REQUIRED TASK:
Please reproduce the material from the line that contains "Reviewer note: every instance of the yellow" through its final line, keeping every line as it stands except that you add -44 to each x and y coordinate in the answers.

DATA SECTION:
= = = = =

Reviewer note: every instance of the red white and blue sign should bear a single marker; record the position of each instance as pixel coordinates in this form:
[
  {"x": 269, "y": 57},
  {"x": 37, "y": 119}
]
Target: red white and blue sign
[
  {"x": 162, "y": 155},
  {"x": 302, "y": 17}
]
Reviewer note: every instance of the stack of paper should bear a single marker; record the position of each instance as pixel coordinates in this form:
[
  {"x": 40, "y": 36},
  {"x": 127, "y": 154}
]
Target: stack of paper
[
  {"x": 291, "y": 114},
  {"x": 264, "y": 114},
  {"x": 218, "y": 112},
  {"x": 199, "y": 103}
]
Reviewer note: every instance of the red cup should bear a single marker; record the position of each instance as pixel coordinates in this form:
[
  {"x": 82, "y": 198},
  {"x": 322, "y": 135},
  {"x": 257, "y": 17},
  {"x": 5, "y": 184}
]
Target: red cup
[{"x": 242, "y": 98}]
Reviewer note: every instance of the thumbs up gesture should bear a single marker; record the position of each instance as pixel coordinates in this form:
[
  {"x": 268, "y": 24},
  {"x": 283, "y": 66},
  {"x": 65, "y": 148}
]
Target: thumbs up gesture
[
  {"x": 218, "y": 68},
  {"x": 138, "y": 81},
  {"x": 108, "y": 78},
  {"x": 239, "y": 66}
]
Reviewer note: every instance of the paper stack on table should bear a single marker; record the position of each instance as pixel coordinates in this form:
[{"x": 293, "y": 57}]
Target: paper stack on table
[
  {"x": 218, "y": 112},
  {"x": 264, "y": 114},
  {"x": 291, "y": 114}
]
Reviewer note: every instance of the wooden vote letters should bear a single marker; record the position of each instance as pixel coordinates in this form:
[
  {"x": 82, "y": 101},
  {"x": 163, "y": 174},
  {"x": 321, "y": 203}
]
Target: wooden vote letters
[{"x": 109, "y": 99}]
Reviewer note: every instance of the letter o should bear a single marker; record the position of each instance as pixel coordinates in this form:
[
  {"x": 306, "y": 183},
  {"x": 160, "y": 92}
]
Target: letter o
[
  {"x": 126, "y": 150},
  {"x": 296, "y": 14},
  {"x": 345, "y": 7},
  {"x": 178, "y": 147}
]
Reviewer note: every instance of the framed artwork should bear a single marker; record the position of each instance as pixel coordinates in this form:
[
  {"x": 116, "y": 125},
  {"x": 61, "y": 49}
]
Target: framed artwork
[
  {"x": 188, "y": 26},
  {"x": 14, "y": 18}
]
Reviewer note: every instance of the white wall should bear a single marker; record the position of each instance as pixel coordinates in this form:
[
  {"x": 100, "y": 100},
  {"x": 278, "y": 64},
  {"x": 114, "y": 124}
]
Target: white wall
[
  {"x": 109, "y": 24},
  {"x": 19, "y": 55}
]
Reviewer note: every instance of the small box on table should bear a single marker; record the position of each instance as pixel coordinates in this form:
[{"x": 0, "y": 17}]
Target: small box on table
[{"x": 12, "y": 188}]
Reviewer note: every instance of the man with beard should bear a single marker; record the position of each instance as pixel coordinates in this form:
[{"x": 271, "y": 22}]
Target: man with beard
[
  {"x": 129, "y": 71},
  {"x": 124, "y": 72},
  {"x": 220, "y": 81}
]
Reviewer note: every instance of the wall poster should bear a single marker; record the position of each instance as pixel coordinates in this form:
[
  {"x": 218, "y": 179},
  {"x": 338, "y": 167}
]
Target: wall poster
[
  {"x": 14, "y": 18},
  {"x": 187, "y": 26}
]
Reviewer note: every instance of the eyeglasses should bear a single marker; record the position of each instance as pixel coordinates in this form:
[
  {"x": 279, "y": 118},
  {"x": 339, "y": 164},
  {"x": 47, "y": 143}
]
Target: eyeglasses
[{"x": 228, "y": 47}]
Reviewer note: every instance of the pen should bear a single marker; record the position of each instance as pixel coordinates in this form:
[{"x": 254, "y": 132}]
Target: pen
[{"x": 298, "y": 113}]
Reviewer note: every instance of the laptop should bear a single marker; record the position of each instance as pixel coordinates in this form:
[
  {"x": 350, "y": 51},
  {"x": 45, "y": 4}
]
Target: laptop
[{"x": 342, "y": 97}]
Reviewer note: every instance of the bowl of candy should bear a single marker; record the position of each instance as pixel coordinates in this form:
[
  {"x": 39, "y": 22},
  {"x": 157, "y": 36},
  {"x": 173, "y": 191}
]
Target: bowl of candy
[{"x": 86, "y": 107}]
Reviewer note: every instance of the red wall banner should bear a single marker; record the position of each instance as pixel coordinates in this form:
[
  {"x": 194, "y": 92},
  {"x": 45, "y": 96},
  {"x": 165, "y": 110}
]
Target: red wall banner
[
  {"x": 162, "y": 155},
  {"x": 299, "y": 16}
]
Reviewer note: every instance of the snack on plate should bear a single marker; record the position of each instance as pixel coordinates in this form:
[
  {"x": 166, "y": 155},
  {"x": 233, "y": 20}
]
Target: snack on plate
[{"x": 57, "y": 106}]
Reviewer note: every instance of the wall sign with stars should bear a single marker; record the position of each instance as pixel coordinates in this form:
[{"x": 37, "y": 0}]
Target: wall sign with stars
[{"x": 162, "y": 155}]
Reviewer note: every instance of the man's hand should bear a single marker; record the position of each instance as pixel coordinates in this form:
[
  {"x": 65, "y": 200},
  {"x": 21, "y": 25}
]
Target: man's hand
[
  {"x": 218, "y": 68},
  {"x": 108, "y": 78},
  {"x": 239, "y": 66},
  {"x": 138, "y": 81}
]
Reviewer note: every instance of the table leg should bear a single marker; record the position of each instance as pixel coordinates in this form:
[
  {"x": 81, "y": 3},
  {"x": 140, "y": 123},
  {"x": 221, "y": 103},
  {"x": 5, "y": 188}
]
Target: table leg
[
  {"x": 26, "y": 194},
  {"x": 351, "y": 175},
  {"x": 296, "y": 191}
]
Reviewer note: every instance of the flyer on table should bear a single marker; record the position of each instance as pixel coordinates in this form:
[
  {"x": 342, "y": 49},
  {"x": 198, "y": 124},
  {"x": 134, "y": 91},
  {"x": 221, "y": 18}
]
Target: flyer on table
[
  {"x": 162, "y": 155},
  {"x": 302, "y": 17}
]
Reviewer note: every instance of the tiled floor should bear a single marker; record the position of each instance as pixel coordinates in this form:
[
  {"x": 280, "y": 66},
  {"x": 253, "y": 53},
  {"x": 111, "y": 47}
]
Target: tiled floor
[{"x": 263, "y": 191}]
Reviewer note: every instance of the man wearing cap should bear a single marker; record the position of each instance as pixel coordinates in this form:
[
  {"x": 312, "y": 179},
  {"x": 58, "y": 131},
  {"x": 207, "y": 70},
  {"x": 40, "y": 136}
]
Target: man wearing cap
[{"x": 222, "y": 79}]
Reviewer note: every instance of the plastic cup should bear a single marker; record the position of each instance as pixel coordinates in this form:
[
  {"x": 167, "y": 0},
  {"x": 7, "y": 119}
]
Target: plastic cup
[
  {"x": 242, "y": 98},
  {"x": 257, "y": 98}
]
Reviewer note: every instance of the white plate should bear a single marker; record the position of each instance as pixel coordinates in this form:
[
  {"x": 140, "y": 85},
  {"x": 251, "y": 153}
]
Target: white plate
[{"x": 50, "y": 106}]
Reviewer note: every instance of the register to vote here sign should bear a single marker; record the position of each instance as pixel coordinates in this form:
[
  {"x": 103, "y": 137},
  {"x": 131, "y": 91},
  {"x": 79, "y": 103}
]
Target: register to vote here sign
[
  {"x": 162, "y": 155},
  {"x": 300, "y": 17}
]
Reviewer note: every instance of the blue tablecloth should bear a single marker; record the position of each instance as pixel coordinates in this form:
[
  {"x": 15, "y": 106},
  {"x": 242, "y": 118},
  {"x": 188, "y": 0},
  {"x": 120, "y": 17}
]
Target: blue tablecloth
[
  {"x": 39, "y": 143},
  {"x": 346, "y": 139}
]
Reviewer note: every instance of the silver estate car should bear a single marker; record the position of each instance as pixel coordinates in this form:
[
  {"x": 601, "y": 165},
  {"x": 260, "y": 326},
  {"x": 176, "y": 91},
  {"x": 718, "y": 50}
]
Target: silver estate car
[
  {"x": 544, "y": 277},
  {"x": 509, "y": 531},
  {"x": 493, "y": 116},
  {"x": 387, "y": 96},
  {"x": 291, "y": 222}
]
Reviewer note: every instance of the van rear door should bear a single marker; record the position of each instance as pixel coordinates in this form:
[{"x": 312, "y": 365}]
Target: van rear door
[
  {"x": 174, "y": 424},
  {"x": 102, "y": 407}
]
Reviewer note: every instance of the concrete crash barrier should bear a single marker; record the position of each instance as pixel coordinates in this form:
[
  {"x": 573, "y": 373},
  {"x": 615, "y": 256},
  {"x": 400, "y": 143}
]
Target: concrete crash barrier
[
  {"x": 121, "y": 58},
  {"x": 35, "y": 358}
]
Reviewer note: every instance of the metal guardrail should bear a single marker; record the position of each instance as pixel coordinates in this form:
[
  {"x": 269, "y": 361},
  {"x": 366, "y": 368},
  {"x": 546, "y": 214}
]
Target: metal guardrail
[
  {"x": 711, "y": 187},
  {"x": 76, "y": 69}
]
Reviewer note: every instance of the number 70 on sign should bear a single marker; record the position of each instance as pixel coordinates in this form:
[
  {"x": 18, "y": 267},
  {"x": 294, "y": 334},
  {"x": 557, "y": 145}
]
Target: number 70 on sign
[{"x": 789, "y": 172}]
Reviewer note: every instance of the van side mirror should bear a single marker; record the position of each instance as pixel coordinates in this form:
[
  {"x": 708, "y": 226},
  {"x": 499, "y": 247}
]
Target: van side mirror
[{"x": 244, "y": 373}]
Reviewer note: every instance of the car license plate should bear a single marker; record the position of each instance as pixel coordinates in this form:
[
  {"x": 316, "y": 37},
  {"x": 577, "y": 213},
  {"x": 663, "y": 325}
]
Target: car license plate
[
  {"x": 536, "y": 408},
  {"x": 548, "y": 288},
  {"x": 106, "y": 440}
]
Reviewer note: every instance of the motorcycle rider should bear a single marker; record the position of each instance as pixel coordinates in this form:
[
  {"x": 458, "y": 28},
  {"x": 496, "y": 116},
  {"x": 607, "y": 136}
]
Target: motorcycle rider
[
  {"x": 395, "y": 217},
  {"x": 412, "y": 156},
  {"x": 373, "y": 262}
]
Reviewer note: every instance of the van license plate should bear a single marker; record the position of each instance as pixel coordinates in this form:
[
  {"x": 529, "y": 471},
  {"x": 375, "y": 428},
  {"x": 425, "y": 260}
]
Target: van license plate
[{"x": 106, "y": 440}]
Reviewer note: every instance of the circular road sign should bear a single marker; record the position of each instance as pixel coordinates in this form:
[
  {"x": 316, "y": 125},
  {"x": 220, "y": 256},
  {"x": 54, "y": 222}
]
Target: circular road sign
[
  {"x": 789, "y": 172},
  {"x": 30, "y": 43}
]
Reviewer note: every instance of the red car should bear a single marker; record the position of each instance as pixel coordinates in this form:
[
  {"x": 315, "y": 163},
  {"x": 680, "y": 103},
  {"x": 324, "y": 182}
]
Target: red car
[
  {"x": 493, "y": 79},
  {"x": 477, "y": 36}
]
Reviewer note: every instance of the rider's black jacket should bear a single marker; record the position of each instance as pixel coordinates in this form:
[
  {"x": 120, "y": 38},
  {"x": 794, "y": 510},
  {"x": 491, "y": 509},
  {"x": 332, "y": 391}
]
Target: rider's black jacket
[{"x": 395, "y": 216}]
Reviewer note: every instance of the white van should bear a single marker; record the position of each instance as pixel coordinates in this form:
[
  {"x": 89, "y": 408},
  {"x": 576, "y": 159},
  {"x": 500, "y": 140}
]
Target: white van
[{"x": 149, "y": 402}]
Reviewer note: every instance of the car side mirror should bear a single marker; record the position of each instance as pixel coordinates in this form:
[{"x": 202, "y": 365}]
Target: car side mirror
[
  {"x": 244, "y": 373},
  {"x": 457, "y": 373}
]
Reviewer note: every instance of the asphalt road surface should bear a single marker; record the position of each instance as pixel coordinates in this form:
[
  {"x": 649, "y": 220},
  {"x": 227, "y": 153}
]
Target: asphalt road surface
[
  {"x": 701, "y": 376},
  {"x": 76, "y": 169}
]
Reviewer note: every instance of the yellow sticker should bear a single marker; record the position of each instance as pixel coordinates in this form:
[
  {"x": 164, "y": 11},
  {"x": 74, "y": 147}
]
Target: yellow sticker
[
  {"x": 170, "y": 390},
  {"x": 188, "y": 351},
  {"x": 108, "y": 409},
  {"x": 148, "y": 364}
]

= = = = =

EXERCISE RESPONSE:
Reviewer note: every instance of the yellow sticker should bear a single marker; record the position of each instance as pixel coordinates in this form:
[
  {"x": 164, "y": 11},
  {"x": 74, "y": 147}
]
Target: yellow sticker
[
  {"x": 126, "y": 346},
  {"x": 144, "y": 307},
  {"x": 64, "y": 365},
  {"x": 104, "y": 320}
]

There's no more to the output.